## [Text block]
———
Economics and politics - comment and analysis
13. June 2025 I Heiner Flassbeck I Economic Policy, Economic Theory, Europe

Germany must move away from exports – but how?

Signs and wonders are happening! The German Handelsblatt has recognised that foreign trade surpluses are not necessarily a good thing. Although they have long been regarded in this country as hard proof of German competitiveness, the paper writes that a country’s surpluses inevitably create deficits in other countries, which can also get into difficulties as a result. Bravo! This is finally a realisation that will help Germany move forward, albeit a good twenty years late.

What’s more, even a leading German media outlet is suddenly admitting that Germany was considered a problem case within the EU. What a happy coincidence that, of all times, the EU is now no longer classifying Germany as a problem case due to excessive trade surpluses for the first time in years. EU Economic Affairs Commissioner Valdis Dombrovskis apparently believes that new government debt will help Germany further reduce its current account surplus. That is why he no longer sees a ‘macroeconomic imbalance’ in Germany. Here, too, is a revolutionary insight that Brussels has preferred to keep to itself until now.

But that’s not all: to underscore its new insight into the situation, Handelsblatt even expects its readers to accept the fact that German companies have become net savers since the turn of the millennium, preferring to build up reserves rather than invest. This is nothing short of revolutionary. German companies are saving, private households are saving, and the state, according to Handelsblatt, has been able to break even for years, i.e. it has also been saving.

Yes, this German savings spree was only possible because Germany was able to force other countries to run up high levels of debt year after year in order to buy German exports. Of course, no one mentions the fact that this simple correlation was hushed up in Germany for 20 years, even though it is obvious. To complete the analysis, it should be added that it was the agenda policy of the red-green coalition, applauded by all parties, that duped the partners in the newly founded European Monetary Union by leading them to believe that wage policy would be aligned with the jointly agreed inflation target. That was a blatant lie.

How do we get out of this?

As always in life, you get out of a mess the same way you got into it, only by taking the opposite measures. In other words, raise wages in Germany, focus everything on domestic demand and give the state the freedom to ensure appropriate macroeconomic momentum by finally abandoning its austerity rules. For Europe, this must mean that all countries are released from the obligation to comply with the Stability Pact, because practically everywhere – as in Germany – companies have become net savers.
———
## [Information supplied]
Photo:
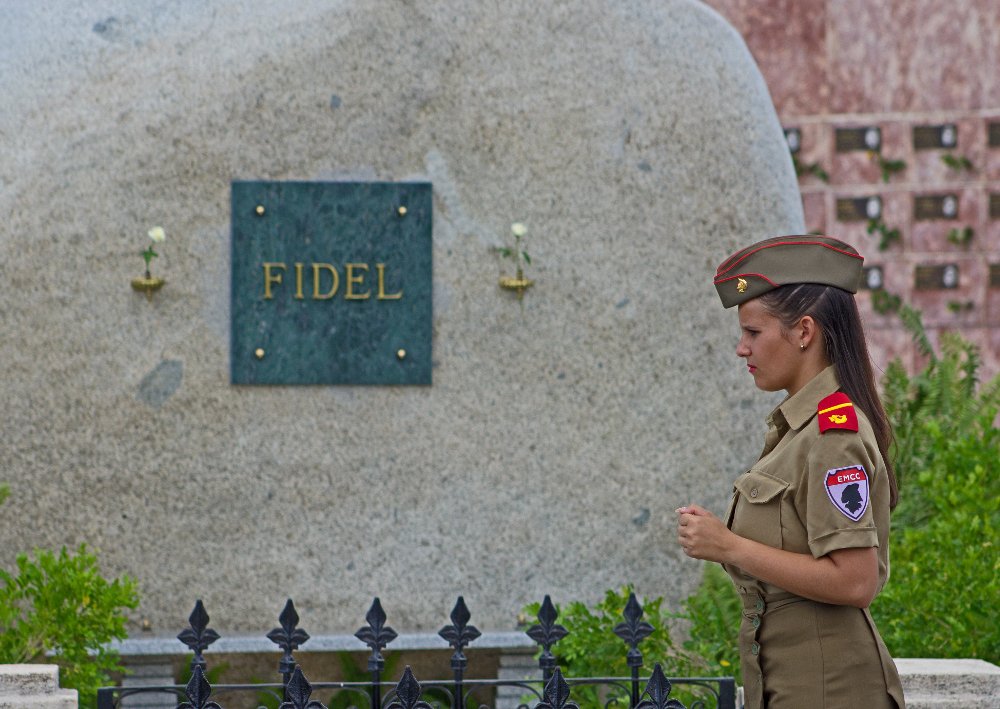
———
## [Task list]
1. According to the commentary on German exports, why must all European countries be released from the obligation to comply with the Stability Pact? Answer in one to three sentences.
2. Write the next part of the commentary on German exports, picking up after its last sentence.
The data has no connection to the commentary on German exports.

## [Solved problems]
1. All countries must be released from the Stability Pact because, practically everywhere, companies have become net savers, as they have in Germany.

2.
If the German current account surplus disappears, the continent of Europe will find itself in exactly the same situation as the United States, namely confronted with the end of the normal market economy, where companies had systematically taken on the role of debtors. Now, as the figure clearly shows, the state is called upon to act.

If, as in the US, all private balances and the foreign trade balance are positive, logically only the state can save the economy from collapse by taking on debt itself. This can be seen immediately in the graph: whenever the private sectors are uncertain and restrict their spending, as in the coronavirus crisis, but also in the global financial crisis of 2008/2009, the state must intervene immediately and massively, increase its own debt, stimulate demand and thus keep the economy going.

In the United States, this has been impressively successful in the wake of the coronavirus crisis. Donald Trump’s tax bill shows that he will not be deterred by those who have reservations about government debt. And although many individual measures in this bill are extremely problematic in terms of distribution, it will nevertheless lead to a renewed stimulus for the economy without fundamentally calling into question the soundness of American fiscal policy.

A U-turn in Europe is essential

Europe and Germany must now make a decision. However, it is not a question of replacing the global market with the European market for the German economy, but of kick-starting demand across Europe and sustaining it for as long as possible.

The belief that an upturn can also be achieved through deregulation, bureaucracy reduction or even the ‘creation of a genuine capital market union’ (Jens Südekum) is naive. No matter how high the level of regulation, no matter how many trade barriers still exist, the European Union’s economy can only be pulled out of its lethargy by a surge in demand from the state. Because monetary policy, by its own assessment, has already largely exhausted its means and consequently no further major interest rate cuts can be expected, the only option now is government action.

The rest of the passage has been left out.